◆ **Source**:

+++

Research Journal

Dong-Hui Xu
DMP Experience 2003

About Me · My Mentor · Project · Final Report · Presentation · Pictures

Research Journal
week1, 2, 3, 4, 5, 6, 7, 8, 9, 10

Week 1:

I arrived at the University of Oregon on Tuesday. Professor Janice Cuny, my mentor, picked me up from the airport, and I stayed at her house before I moved to my dorm the second morning.

On Wednesday I met Jan and Debby, the other DMP student, and we discussed the various projects that Debby and I might work on. One project is to enhance the functionality of VRV-ET, a computer based educational tool that supports networked collaboration in a learning environment. Both Professor Cuny and Megon Chinburg, an undergraduate student at the University of Oregon, have made observations regarding areas of VRV-ET that are in need of improvement, such as controlling access to the data to protect one user's work from being edited or deleted by another user, and developing an easier way to retrieve data, and build an interface that makes the system easier for first time users to learn. Another project is about usability-testing on a model coupling module.

+++

[Records of labeled boxes]
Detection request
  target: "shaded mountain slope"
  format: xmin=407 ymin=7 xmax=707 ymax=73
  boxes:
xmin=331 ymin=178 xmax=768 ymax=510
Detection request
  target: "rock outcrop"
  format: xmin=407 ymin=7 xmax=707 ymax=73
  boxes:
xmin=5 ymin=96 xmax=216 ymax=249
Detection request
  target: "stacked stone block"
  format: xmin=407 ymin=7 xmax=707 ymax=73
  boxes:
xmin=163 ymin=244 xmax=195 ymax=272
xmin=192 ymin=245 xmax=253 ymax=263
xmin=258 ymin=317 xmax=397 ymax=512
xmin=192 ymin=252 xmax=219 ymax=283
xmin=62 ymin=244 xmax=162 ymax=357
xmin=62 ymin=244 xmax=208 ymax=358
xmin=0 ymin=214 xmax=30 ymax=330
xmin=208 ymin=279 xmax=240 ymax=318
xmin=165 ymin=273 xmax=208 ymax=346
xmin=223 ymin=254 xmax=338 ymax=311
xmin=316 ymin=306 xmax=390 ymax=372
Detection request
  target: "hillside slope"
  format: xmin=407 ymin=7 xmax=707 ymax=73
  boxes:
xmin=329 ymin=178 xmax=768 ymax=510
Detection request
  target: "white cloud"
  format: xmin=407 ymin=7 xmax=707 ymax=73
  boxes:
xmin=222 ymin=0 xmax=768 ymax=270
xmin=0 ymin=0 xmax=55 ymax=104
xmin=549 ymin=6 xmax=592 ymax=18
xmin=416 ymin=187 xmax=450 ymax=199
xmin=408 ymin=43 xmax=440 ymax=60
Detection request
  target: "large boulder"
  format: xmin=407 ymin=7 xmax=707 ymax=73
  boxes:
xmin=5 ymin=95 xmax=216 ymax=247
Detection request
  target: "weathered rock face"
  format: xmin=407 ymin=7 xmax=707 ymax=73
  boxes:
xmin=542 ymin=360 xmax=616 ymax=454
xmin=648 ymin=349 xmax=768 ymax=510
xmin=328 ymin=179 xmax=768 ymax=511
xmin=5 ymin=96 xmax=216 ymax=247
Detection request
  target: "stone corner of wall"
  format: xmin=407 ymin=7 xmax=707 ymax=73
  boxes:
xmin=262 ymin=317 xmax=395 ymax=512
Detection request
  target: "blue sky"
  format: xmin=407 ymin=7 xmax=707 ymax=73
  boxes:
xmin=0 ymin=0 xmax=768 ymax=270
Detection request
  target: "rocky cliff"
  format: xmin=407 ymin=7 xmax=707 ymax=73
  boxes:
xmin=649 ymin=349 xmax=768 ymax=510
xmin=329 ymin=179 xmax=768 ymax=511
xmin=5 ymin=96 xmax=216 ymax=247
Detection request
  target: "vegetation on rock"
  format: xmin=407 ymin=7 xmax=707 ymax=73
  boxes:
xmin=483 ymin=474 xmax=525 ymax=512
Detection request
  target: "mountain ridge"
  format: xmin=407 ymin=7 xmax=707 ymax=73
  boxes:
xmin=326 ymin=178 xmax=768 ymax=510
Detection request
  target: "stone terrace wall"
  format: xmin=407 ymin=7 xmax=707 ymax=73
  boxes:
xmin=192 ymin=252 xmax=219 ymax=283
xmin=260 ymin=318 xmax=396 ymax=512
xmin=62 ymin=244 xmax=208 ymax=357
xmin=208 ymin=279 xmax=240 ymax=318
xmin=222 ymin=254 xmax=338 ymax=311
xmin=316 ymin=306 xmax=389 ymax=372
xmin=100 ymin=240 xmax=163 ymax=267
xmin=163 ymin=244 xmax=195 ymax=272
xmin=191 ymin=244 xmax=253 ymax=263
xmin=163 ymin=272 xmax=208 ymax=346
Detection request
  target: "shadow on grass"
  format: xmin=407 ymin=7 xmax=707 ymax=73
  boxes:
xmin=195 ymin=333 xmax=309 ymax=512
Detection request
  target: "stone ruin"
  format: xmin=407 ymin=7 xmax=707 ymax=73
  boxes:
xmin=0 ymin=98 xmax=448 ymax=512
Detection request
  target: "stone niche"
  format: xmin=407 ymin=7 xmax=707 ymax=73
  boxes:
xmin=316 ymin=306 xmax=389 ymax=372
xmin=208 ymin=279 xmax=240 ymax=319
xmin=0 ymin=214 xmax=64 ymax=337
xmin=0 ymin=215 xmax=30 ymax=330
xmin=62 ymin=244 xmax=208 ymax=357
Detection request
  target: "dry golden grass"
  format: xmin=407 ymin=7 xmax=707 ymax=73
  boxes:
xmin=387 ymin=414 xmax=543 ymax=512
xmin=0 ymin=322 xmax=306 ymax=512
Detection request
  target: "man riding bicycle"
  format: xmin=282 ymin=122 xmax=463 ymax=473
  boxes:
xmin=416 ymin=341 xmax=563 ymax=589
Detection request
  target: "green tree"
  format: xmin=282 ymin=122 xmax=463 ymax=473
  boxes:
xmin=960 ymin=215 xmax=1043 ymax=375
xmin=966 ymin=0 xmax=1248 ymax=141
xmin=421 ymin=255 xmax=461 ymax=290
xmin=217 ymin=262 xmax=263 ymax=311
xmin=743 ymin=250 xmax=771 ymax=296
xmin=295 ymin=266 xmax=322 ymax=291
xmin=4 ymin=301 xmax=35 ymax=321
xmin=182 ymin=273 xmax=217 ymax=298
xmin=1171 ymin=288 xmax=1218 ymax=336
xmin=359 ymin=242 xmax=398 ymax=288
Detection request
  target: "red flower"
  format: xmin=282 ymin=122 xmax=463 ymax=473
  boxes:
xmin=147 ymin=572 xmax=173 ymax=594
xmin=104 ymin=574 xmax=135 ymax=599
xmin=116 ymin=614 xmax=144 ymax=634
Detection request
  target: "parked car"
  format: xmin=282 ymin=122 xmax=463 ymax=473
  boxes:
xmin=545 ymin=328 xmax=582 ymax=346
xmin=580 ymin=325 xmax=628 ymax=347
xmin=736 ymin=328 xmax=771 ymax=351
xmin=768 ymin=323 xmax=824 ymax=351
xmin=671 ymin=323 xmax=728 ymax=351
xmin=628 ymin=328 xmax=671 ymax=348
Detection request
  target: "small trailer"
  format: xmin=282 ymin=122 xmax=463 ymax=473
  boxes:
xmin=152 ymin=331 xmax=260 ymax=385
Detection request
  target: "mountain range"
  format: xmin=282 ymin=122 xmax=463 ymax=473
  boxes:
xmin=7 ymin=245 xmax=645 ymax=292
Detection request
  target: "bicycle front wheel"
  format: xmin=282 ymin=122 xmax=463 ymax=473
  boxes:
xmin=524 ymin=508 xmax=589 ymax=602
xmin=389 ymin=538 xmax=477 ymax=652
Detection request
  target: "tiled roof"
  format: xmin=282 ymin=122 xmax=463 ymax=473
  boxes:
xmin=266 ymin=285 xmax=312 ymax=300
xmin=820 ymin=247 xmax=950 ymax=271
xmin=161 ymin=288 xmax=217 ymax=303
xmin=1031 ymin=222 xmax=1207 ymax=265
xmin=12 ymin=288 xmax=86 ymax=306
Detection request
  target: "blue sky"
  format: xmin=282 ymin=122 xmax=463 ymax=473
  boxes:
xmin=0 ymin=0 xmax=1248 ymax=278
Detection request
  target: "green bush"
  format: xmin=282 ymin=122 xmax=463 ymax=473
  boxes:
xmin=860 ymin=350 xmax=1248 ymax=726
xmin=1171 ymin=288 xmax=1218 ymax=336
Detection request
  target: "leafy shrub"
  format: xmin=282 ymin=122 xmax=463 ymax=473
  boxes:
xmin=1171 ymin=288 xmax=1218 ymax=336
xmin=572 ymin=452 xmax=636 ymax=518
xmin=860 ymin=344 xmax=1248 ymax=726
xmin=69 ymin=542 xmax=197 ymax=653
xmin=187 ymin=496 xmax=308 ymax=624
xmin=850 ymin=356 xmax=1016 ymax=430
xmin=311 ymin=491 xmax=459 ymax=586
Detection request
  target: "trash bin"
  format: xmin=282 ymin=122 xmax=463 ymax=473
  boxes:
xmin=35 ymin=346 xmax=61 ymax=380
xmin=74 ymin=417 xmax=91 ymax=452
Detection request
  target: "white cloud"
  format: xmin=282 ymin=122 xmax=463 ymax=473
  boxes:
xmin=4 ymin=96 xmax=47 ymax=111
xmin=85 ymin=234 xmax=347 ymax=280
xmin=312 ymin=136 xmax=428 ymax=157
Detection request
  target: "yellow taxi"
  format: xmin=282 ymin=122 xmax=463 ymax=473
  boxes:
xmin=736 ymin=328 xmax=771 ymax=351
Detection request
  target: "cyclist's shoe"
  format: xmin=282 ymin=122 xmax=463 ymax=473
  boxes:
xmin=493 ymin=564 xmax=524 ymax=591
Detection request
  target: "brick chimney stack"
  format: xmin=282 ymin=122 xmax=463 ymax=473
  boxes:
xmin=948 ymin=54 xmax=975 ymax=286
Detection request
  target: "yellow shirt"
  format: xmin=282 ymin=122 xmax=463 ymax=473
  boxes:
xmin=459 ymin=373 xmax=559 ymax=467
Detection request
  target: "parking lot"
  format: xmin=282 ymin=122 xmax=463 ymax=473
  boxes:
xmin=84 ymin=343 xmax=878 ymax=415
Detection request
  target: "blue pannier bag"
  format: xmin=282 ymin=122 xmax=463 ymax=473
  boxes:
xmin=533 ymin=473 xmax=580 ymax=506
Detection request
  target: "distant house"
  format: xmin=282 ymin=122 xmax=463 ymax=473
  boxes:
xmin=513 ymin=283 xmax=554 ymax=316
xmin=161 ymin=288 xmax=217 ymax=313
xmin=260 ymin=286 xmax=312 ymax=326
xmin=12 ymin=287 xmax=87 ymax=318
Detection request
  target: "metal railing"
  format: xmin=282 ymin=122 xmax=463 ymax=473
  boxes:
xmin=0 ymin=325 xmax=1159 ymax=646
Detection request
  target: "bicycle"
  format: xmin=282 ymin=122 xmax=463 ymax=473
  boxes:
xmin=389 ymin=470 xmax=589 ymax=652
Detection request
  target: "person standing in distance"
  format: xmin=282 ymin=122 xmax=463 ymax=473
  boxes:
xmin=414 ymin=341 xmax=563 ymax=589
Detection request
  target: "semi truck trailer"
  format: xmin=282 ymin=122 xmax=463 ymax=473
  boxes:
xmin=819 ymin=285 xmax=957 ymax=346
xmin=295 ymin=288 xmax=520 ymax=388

+++

◆ **What is asked**:
**1.** According to the research journal, why does VRV-ET need controlled access to its data? Answer in one to three sentences.
**2.** Please answer these questions from the research journal:
(a) On what day did the writer arrive at the University of Oregon?
(b) Where did the writer stay before moving to the dorm?
(c) What kind of tool is VRV-ET?
**3.** Pick up the research journal after its last sentence and write the next part of the Week 1 entry.

◆ **Answers in order**:
**1.** Access to the data needs to be controlled so that one user's work cannot be edited or deleted by another user.

**2.**
(a) Tuesday.
(b) At Professor Janice Cuny's house.
(c) A computer-based educational tool that supports networked collaboration in a learning environment.

**3.**
I spent the rest of the week reading every thing available to me, the research papers about the project and previous work (mainly articles related to the Google search engine), and searched on the Internet for relative papers and articles. It was challenging in that we had to learn a lot information and to make many difficult decisions in order to get the project started. We needed to choose our research topic, to decide its feasibility, and to sketch an outline on how to carry it out. Since the whole project would last only ten weeks, we had to get everything done in one or two weeks. We asked advice from Jan and other people who were involved in these projects and evaluated the possible goals We could attain if I worked on these projects for 10 weeks. We also evaluated the knowledge, skills and technique needed to accomplish our goals.

New Friends

My roommate, MiJin, moved into Sheldom a week after I arrived in the University of Oregon. She came here from Korea for a six-month ESL program, and wants to become an English teacher after she return to her home-country.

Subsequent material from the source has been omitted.